→ Teks yang Ditampilkan
________________________________________

Karena itu manusia tidak akan bisa menahan nafsunya. Sebagaimana
disebutkan di Alquran :
”.... Allah mengetahui bahwasanya kamu tidak dapat menahan nafsumu…..” (QS.2:187)
Sedangkan hawa nafsu adalah keinginan yang buruk dan berlebihan diluar batas kebutuhan.
Kalau
kita sudah memahami bahwa tugas kita di dunia ini adalah untuk mengabdi
(ibadah) kepada Allah bukan menuruti keinginan (hawa nafsu), maka kita
bisa menerima dan memahami QS.2:219 dan QS.38:26 di atas. Menurut kedua
ayat tersebut kita hidup hanya sebatas kebutuhan. Kalau ada kelebihan
diluar kebutuhan harus diinfakkan. Karena diluar kebutuhan adalah hawa
nafsu yang akan menyesatkan kita dari jalan Allah.
Misalnya
penghasilan kita 10 juta. kebutuhan pribadi 3 juta sebulan maka sisanya
yang 7 juta harus diinfakkan kepada yang berhak. siapa saja yang
berhak? pertama anak dan istri. Kita harus memenuhi kebutuhan mereka
terlebih dahulu karena mereka yang terdekat dengan kita. Jika masih ada
kelebihan diinfakkan ke orang tua atau saudara jika mereka tidak
memiliki penghasilan. Jika masih ada kelebihan juga baru diberikan
kepada anak yatim dan fakir miskin..
Itulah yang dilakukan oleh Rasulullah SAW. Sebagaimana diriwayatkan oleh Umar.
Umar
berkata; dahulu Rasulullah shallallahu 'alaihi wasallam memberi nafkah
keluarganya dari hartanya dan bersedekah dengan kelebihannya… (HR.Abu
Daud No.2583)

________________________________________

→ Daftar Tugas
**a)** Tentukan apakah setiap pernyataan berikut sesuai dengan teks tentang infak. Jawab ya atau tidak, lalu kutip kata-kata penentunya dari teks.
(i) Hawa nafsu diartikan sebagai keinginan yang buruk dan berlebihan di luar batas kebutuhan.
(ii) Dalam contoh penghasilan 10 juta, kebutuhan pribadi disebut 5 juta sebulan.
(iii) Kelebihan harta pertama-tama diberikan kepada anak yatim dan fakir miskin.
**b)** Tulis ulang bagian teks tentang infak dari "Itulah yang dilakukan" sampai "Daud No.2583)", tetapi ubah "keluarganya" menjadi "kerabatnya".
**c)** Jawab pertanyaan berikut berdasarkan teks tentang infak.
(i) Ayat Alquran mana yang dikutip untuk menyatakan bahwa manusia tidak dapat menahan nafsunya?
(ii) Dalam contoh penghasilan 10 juta, berapa sisa yang harus diinfakkan?
(iii) Siapa yang meriwayatkan perbuatan Rasulullah SAW?

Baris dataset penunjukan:
________________________________________

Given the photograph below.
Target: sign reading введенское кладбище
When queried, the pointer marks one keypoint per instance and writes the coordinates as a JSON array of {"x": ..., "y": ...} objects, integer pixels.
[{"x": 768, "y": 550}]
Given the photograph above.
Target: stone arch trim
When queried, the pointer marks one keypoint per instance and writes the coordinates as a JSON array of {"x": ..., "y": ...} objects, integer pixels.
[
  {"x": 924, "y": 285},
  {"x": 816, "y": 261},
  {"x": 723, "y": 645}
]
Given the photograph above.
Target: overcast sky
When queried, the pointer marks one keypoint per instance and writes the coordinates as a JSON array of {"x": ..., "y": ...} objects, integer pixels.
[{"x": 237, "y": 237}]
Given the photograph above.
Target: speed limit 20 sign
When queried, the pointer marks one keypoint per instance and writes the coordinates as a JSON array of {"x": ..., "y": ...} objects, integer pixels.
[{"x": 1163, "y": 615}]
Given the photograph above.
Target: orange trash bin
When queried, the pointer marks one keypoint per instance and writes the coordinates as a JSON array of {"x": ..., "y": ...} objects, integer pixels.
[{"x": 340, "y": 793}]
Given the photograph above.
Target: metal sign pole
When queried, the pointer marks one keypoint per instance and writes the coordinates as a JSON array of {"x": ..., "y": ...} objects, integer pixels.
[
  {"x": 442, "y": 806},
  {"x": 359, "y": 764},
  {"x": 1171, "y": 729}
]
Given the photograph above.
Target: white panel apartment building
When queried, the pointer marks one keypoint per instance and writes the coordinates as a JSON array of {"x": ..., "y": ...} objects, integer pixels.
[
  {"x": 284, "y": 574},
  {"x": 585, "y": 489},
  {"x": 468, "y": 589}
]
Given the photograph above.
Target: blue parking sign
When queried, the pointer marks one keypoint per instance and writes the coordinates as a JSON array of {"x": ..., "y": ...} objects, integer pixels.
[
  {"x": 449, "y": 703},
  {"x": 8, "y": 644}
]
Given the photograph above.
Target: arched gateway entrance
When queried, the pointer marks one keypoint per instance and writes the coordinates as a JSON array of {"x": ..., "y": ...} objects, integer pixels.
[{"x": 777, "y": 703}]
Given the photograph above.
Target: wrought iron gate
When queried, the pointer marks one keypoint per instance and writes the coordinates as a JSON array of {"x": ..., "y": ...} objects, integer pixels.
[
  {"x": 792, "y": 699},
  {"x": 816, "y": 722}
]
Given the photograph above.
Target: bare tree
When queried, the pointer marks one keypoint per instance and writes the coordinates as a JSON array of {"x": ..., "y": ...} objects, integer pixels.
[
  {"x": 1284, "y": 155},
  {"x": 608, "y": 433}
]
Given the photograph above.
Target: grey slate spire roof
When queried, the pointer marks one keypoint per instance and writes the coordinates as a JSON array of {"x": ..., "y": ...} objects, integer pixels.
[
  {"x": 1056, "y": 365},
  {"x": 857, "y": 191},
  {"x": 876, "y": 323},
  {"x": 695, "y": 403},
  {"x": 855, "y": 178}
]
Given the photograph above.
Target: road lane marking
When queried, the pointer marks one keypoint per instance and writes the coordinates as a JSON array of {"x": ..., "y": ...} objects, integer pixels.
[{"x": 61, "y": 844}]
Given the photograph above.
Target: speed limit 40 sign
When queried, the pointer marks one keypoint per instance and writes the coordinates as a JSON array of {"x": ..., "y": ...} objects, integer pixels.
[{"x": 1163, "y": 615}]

________________________________________

→ Kunci Jawaban
**a)**
(i) Ya: "hawa nafsu adalah keinginan yang buruk dan berlebihan diluar batas kebutuhan"
(ii) Tidak: "kebutuhan pribadi 3 juta sebulan"
(iii) Tidak: "pertama anak dan istri"

**b)**
Itulah yang dilakukan oleh Rasulullah SAW. Sebagaimana diriwayatkan oleh Umar.
Umar
berkata; dahulu Rasulullah shallallahu 'alaihi wasallam memberi nafkah
kerabatnya dari hartanya dan bersedekah dengan kelebihannya… (HR.Abu
Daud No.2583)

**c)**
(i) QS.2:187
(ii) 7 juta
(iii) Umar